Give back the whole listing word for word and skip each picture.
BEGIN EXERCISE INPUTS
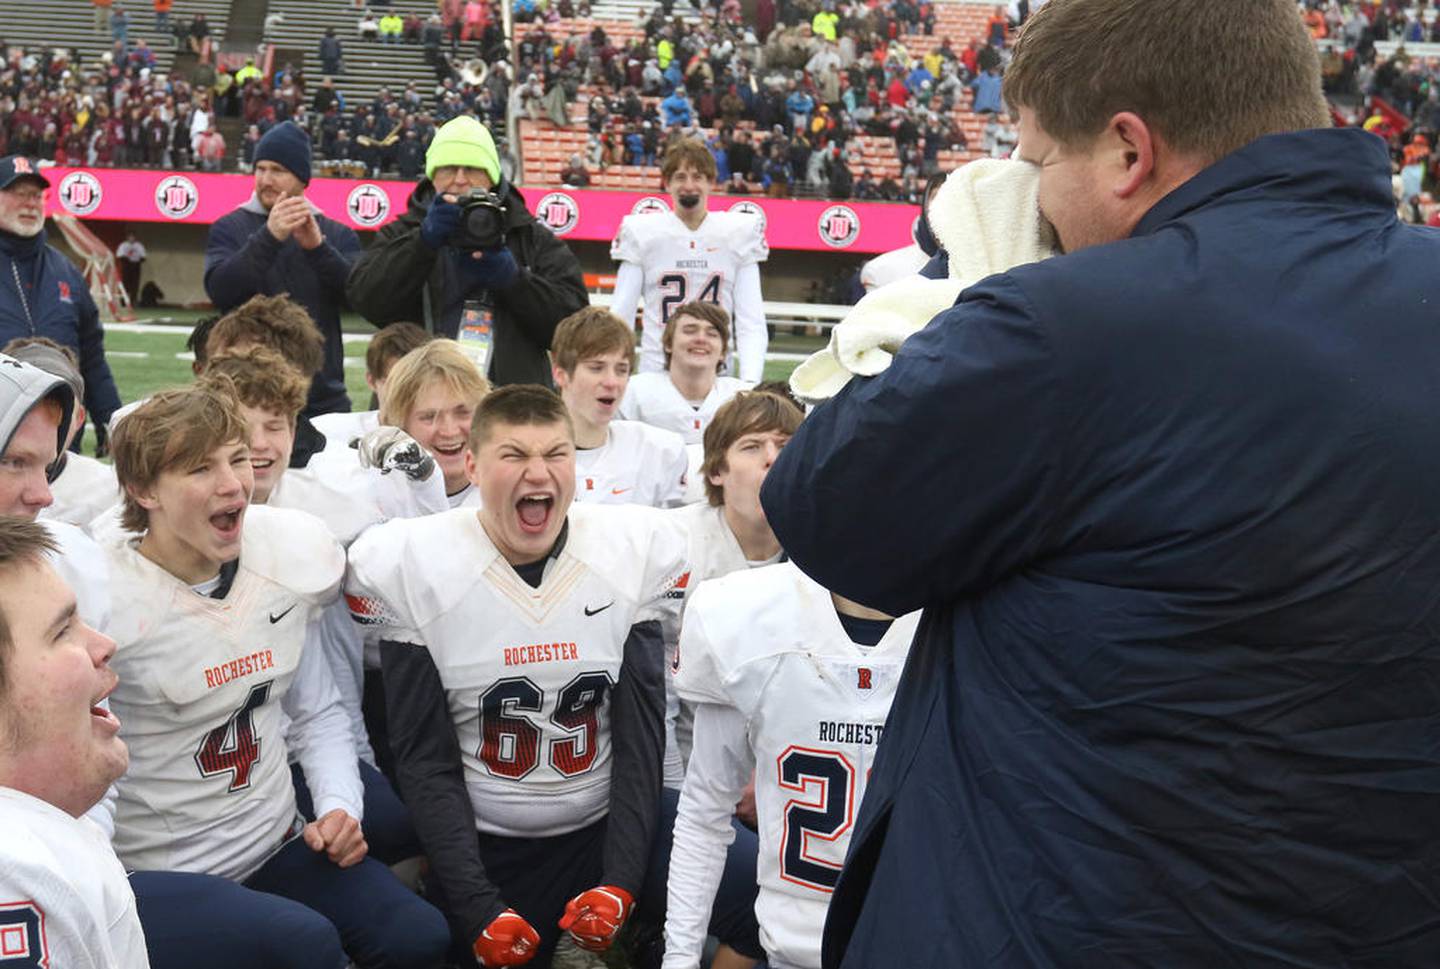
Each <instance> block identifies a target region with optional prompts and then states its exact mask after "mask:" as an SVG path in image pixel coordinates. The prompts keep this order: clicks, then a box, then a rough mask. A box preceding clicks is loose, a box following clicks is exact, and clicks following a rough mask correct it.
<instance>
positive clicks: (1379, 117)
mask: <svg viewBox="0 0 1440 969" xmlns="http://www.w3.org/2000/svg"><path fill="white" fill-rule="evenodd" d="M1302 16H1303V17H1305V22H1306V24H1308V26H1309V29H1310V36H1313V37H1315V40H1316V43H1318V45H1319V49H1320V69H1322V75H1323V79H1325V88H1326V92H1328V94H1329V95H1331V96H1332V99H1333V101H1332V104H1335V105H1336V108H1335V111H1336V115H1338V121H1344V122H1345V124H1356V125H1364V127H1365V128H1367V130H1368V131H1371V132H1372V134H1375V135H1377V137H1380V138H1384V140H1385V141H1387V143H1388V145H1390V150H1391V160H1392V167H1394V173H1395V177H1394V186H1395V203H1397V210H1398V212H1400V216H1401V217H1403V219H1405V220H1408V222H1426V223H1430V225H1440V209H1437V206H1436V196H1437V194H1440V158H1437V157H1436V154H1434V145H1436V144H1437V137H1440V56H1434V55H1431V53H1427V52H1424V49H1423V48H1417V45H1428V43H1440V16H1437V10H1436V7H1434V6H1433V4H1430V3H1426V1H1418V3H1403V1H1400V0H1384V1H1380V0H1377V1H1365V3H1339V1H1338V0H1308V1H1306V3H1303V4H1302ZM1381 46H1384V52H1382V50H1381ZM1411 48H1416V49H1411Z"/></svg>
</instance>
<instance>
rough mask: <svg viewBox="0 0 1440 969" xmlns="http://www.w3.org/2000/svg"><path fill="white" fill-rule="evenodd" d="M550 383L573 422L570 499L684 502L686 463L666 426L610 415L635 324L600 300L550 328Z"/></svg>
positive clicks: (616, 503) (685, 458) (625, 363)
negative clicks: (573, 487)
mask: <svg viewBox="0 0 1440 969" xmlns="http://www.w3.org/2000/svg"><path fill="white" fill-rule="evenodd" d="M550 357H552V360H553V361H554V367H553V376H554V386H556V387H559V389H560V397H562V399H563V400H564V406H566V410H569V412H570V420H572V422H573V425H575V446H576V455H575V500H576V501H579V502H583V504H641V505H651V507H652V508H670V507H674V505H678V504H681V502H683V501H684V494H685V472H687V471H688V467H690V462H688V456H687V455H685V442H684V441H683V439H681V438H680V435H677V433H675V432H672V431H662V429H661V428H655V426H651V425H648V423H641V422H638V420H615V415H616V413H619V406H621V399H622V397H624V396H625V387H626V384H628V383H629V376H631V369H632V367H634V366H635V331H634V330H632V328H631V327H628V325H625V323H624V321H622V320H621V318H619V317H616V315H615V314H613V312H609V311H608V310H605V308H602V307H586V308H585V310H580V311H579V312H575V314H570V315H569V317H566V318H564V320H562V321H560V325H559V327H556V331H554V340H553V341H552V344H550Z"/></svg>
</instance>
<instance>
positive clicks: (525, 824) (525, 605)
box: [346, 507, 688, 838]
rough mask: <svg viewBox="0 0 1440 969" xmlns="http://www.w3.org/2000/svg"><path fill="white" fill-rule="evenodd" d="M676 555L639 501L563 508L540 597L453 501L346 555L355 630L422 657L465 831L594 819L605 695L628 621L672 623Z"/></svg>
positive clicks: (356, 543) (676, 539) (614, 667)
mask: <svg viewBox="0 0 1440 969" xmlns="http://www.w3.org/2000/svg"><path fill="white" fill-rule="evenodd" d="M441 550H442V551H444V554H438V553H439V551H441ZM684 553H685V544H684V537H683V536H681V534H680V531H678V530H677V528H675V527H674V526H672V524H670V521H668V520H667V517H665V515H662V514H661V513H657V511H654V510H651V508H641V507H616V508H593V507H572V508H570V513H569V530H567V536H566V540H564V547H563V549H562V550H560V553H559V554H557V556H556V557H554V559H552V560H550V562H549V563H547V566H546V572H544V579H543V580H541V583H540V587H539V589H533V587H531V586H530V585H527V583H526V582H524V580H523V579H521V577H520V576H518V574H516V570H514V569H513V567H511V566H510V563H507V562H505V559H504V557H503V556H501V554H500V553H498V551H497V550H495V546H494V544H492V543H491V541H490V537H488V536H487V534H485V530H484V528H482V527H481V524H480V518H478V517H477V514H475V513H474V511H471V510H468V508H456V510H454V511H445V513H442V514H438V515H431V517H428V518H412V520H409V521H389V523H386V524H383V526H379V527H376V528H372V530H370V531H367V533H366V534H363V536H360V540H359V541H356V543H354V546H351V549H350V573H348V576H347V580H346V598H347V600H348V602H350V609H351V613H353V615H354V616H356V621H357V622H361V623H372V625H379V626H382V628H383V629H384V632H383V634H382V635H383V638H384V639H390V641H396V642H412V644H422V645H423V646H425V648H426V649H428V651H429V654H431V658H432V659H433V662H435V668H436V670H438V672H439V678H441V684H442V685H444V688H445V694H446V697H448V698H449V711H451V720H452V721H454V724H455V736H456V740H458V742H459V752H461V763H462V766H464V770H465V785H467V788H468V790H469V799H471V806H472V809H474V812H475V826H477V828H478V829H480V831H484V832H488V834H497V835H505V837H511V838H531V837H536V838H543V837H550V835H559V834H564V832H569V831H576V829H577V828H583V826H585V825H588V824H592V822H595V821H598V819H599V818H602V816H605V813H606V812H608V811H609V793H611V739H609V733H611V713H609V695H611V688H612V687H613V685H615V682H616V678H618V677H619V672H621V661H622V659H624V646H625V641H626V638H628V636H629V631H631V626H632V625H635V623H636V622H644V621H649V619H658V621H660V622H661V625H662V626H672V625H674V622H675V615H677V609H678V605H680V598H681V596H683V595H684V587H685V583H687V582H688V573H687V569H685V562H684Z"/></svg>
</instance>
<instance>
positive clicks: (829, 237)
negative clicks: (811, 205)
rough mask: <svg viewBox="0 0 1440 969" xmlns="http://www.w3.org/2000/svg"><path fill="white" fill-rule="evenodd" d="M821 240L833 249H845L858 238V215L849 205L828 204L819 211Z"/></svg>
mask: <svg viewBox="0 0 1440 969" xmlns="http://www.w3.org/2000/svg"><path fill="white" fill-rule="evenodd" d="M816 229H819V238H821V240H822V242H824V243H825V245H827V246H831V248H834V249H847V248H850V246H852V245H854V243H855V239H858V238H860V216H857V215H855V210H854V209H851V207H850V206H829V207H828V209H825V212H822V213H819V222H818V223H816Z"/></svg>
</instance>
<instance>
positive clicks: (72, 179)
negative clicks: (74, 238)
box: [60, 171, 105, 216]
mask: <svg viewBox="0 0 1440 969" xmlns="http://www.w3.org/2000/svg"><path fill="white" fill-rule="evenodd" d="M104 197H105V191H104V189H101V186H99V179H96V177H95V176H92V174H91V173H88V171H72V173H69V174H68V176H65V177H63V179H60V204H62V206H65V210H66V212H69V213H71V215H72V216H88V215H89V213H92V212H95V209H99V203H101V199H104Z"/></svg>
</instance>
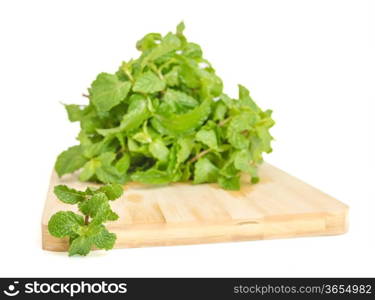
END EXERCISE INPUTS
## EXPECTED OUTPUT
Each <instance> block identifies a target region with optional prompts and then states its exact mask after "mask:" as an SVG path in image pixel coordinates. The prompts keep this order: clicks, then a box, then a rough mask. A box preceding clicks is loose, a box following clicks is exact, and clicks following a rough mask correct it.
<instance>
positive clicks: (1379, 117)
mask: <svg viewBox="0 0 1440 969" xmlns="http://www.w3.org/2000/svg"><path fill="white" fill-rule="evenodd" d="M1302 16H1303V17H1305V22H1306V24H1308V26H1309V29H1310V36H1313V37H1315V40H1316V43H1318V45H1319V49H1320V69H1322V75H1323V79H1325V88H1326V92H1328V94H1329V95H1331V96H1332V99H1333V101H1332V104H1335V105H1336V108H1335V111H1336V115H1338V121H1344V122H1345V124H1356V125H1364V127H1365V128H1367V130H1368V131H1371V132H1372V134H1375V135H1377V137H1380V138H1384V140H1385V141H1387V143H1388V145H1390V150H1391V160H1392V167H1394V173H1395V177H1394V186H1395V203H1397V210H1398V212H1400V216H1401V217H1403V219H1405V220H1408V222H1426V223H1430V225H1440V209H1437V206H1436V196H1437V194H1440V158H1437V157H1436V154H1434V145H1436V144H1437V137H1440V56H1434V55H1431V53H1427V52H1424V49H1423V48H1417V45H1428V43H1440V16H1437V10H1436V7H1434V6H1433V4H1430V3H1426V1H1418V3H1403V1H1400V0H1384V1H1380V0H1377V1H1365V3H1339V1H1338V0H1308V1H1306V3H1303V4H1302ZM1381 46H1384V52H1382V50H1381ZM1411 48H1416V49H1411Z"/></svg>
</instance>
<instance>
rough mask: <svg viewBox="0 0 1440 969" xmlns="http://www.w3.org/2000/svg"><path fill="white" fill-rule="evenodd" d="M550 383L573 422L570 499L684 502L686 463L666 426L610 415L635 324L600 300L550 328Z"/></svg>
positive clicks: (616, 503) (685, 458) (625, 363)
negative clicks: (573, 487)
mask: <svg viewBox="0 0 1440 969" xmlns="http://www.w3.org/2000/svg"><path fill="white" fill-rule="evenodd" d="M550 357H552V360H553V361H554V367H553V376H554V386H556V387H559V389H560V397H562V399H563V400H564V406H566V410H569V412H570V420H572V422H573V425H575V446H576V455H575V500H576V501H579V502H583V504H641V505H651V507H652V508H670V507H674V505H678V504H681V502H683V501H684V494H685V472H687V471H688V467H690V462H688V456H687V455H685V442H684V441H683V439H681V438H680V435H677V433H675V432H672V431H662V429H661V428H655V426H651V425H648V423H641V422H638V420H615V415H616V413H619V406H621V399H622V397H624V396H625V387H626V384H628V383H629V376H631V369H632V367H634V366H635V331H634V330H632V328H631V327H628V325H625V323H624V321H622V320H621V318H619V317H616V315H615V314H613V312H609V311H608V310H605V308H602V307H586V308H585V310H580V311H579V312H575V314H570V315H569V317H566V318H564V320H562V321H560V325H559V327H556V331H554V340H553V341H552V344H550Z"/></svg>
</instance>
<instance>
positive clicks: (525, 824) (525, 605)
box: [346, 507, 688, 838]
rough mask: <svg viewBox="0 0 1440 969" xmlns="http://www.w3.org/2000/svg"><path fill="white" fill-rule="evenodd" d="M676 555L639 501L563 508L540 597L453 501L346 555L355 630L422 657L465 831L594 819L605 695L628 621L672 623Z"/></svg>
positive clicks: (356, 543) (676, 539) (614, 667)
mask: <svg viewBox="0 0 1440 969" xmlns="http://www.w3.org/2000/svg"><path fill="white" fill-rule="evenodd" d="M441 550H442V551H444V554H438V553H439V551H441ZM684 553H685V544H684V537H683V536H681V534H680V531H678V530H677V528H675V527H674V526H672V524H670V521H668V520H667V517H665V515H662V514H661V513H657V511H654V510H651V508H641V507H616V508H593V507H572V508H570V513H569V530H567V536H566V540H564V547H563V549H562V550H560V553H559V554H557V556H556V557H554V559H552V560H550V562H549V563H547V566H546V572H544V579H543V580H541V583H540V587H539V589H533V587H531V586H530V585H527V583H526V582H524V580H523V579H521V577H520V576H518V574H516V570H514V569H513V567H511V566H510V563H507V562H505V559H504V557H503V556H501V554H500V553H498V551H497V550H495V546H494V544H492V543H491V541H490V537H488V536H487V534H485V530H484V528H482V527H481V524H480V518H478V517H477V514H475V513H474V511H471V510H468V508H456V510H454V511H445V513H442V514H438V515H431V517H428V518H412V520H409V521H389V523H386V524H383V526H379V527H376V528H372V530H370V531H367V533H366V534H363V536H360V540H359V541H356V543H354V546H351V549H350V573H348V576H347V580H346V598H347V600H348V602H350V609H351V613H353V615H354V616H356V621H357V622H361V623H372V625H379V626H382V628H383V629H384V632H383V634H382V635H383V638H384V639H390V641H396V642H412V644H422V645H423V646H425V648H426V649H428V651H429V654H431V658H432V659H433V662H435V668H436V670H438V672H439V678H441V684H442V685H444V688H445V694H446V697H448V698H449V711H451V720H452V721H454V724H455V736H456V740H458V742H459V752H461V763H462V766H464V770H465V785H467V788H468V790H469V799H471V806H472V809H474V812H475V826H477V828H478V829H480V831H484V832H488V834H497V835H505V837H511V838H531V837H536V838H543V837H550V835H559V834H564V832H569V831H576V829H577V828H583V826H585V825H588V824H592V822H595V821H598V819H599V818H602V816H605V813H606V812H608V811H609V793H611V739H609V733H611V713H609V695H611V688H612V687H613V685H615V682H616V678H618V677H619V672H621V661H622V659H624V646H625V641H626V638H628V636H629V631H631V626H632V625H635V623H636V622H644V621H649V619H658V621H660V622H661V625H662V626H672V625H674V622H675V615H677V609H678V605H680V598H681V596H683V595H684V587H685V583H687V582H688V573H687V569H685V562H684Z"/></svg>
</instance>
<instance>
positive clicks: (829, 237)
negative clicks: (811, 205)
rough mask: <svg viewBox="0 0 1440 969" xmlns="http://www.w3.org/2000/svg"><path fill="white" fill-rule="evenodd" d="M821 240L833 249H845L858 238V215L849 205L828 204L819 211Z"/></svg>
mask: <svg viewBox="0 0 1440 969" xmlns="http://www.w3.org/2000/svg"><path fill="white" fill-rule="evenodd" d="M816 229H819V238H821V240H822V242H824V243H825V245H827V246H831V248H834V249H847V248H850V246H852V245H854V243H855V239H858V238H860V216H857V215H855V210H854V209H851V207H850V206H829V207H828V209H825V212H822V213H819V222H818V223H816Z"/></svg>
</instance>
<instance>
positive clicks: (72, 179)
negative clicks: (74, 238)
box: [60, 171, 105, 216]
mask: <svg viewBox="0 0 1440 969" xmlns="http://www.w3.org/2000/svg"><path fill="white" fill-rule="evenodd" d="M104 197H105V191H104V189H101V186H99V179H96V177H95V176H92V174H91V173H88V171H72V173H69V174H68V176H65V177H63V179H60V204H62V206H65V210H66V212H69V213H71V215H72V216H88V215H89V213H92V212H95V209H99V203H101V199H104Z"/></svg>
</instance>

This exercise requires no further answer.